┌─ Text provided

The Straw Man of Theological Voluntarism


Recently, the Atheists, Humanists and Agnostics of Stanford (AHA) invited Greta Christina to campus to speak about atheism and sexuality.  Although I was not able to attend, I have heard Christina speak on that subject before, and unless she has drastically altered her talk, it will have been chockfull of mischaracterizations of religious approaches to sexual ethics.  With Exotic Erotic last weekend and Genderfuk the week before, I can’t think of a better opportunity to offer a few clarifications from a traditional Christian perspective.

First, I should emphasize that Christina’s straw-man arguments against religious ethics are by no means unique to her thinking.  On the contrary, I have found the same mischaracterizations—mostly out of ignorance rather than malice—to be rampant in the atheist community at Stanford, and elsewhere.  So although I will be drawing on the version of Christina’s talk that I heard, I hope my comments will be relevant even if her recent talk to AHA was significantly revised.

└─
┌─ Dataset extract

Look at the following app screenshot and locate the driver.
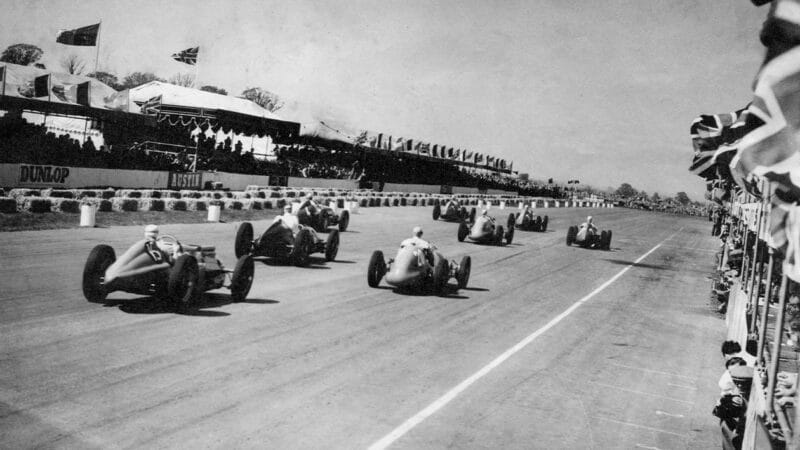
[400,226,436,265]
[144,224,183,262]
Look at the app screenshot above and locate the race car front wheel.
[83,245,117,303]
[167,255,200,307]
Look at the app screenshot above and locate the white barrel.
[81,205,97,227]
[208,205,222,222]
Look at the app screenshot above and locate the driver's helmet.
[144,224,158,241]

└─

(Exercise instructions):
Pick up the essay on theological voluntarism again and write the paragraphs that come after its final sentence.

(Task response):
Most of these mischaracterizations spring from a conflation of a particular subset of religious ethics called theological voluntarism or Divine Command Theory with religious ethics in general.  In other words, many atheists seem to believe that all religious ethical systems, by virtue of being religious, are necessarily variants of theological voluntarism.

Theological voluntarism or Divine Command Theory holds that an act is rendered moral neither by its consequences (utilitarian or consequentialist ethics) nor by its nature (deontological ethics), but instead merely by virtue of its being commanded by God.  According to William of Ockham, probably the most famous proponent of Divine Command Theory, murder would have been moral had God commanded it; and moreover, it is hypothetically conceivable that God might “change His mind” and alter the moral order by deciding to start commanding murder.

By decoupling morality from rational analysis of the nature of acts and their consequences, then, Divine Command Theory implies that we cannot know moral truth except by divine revelation.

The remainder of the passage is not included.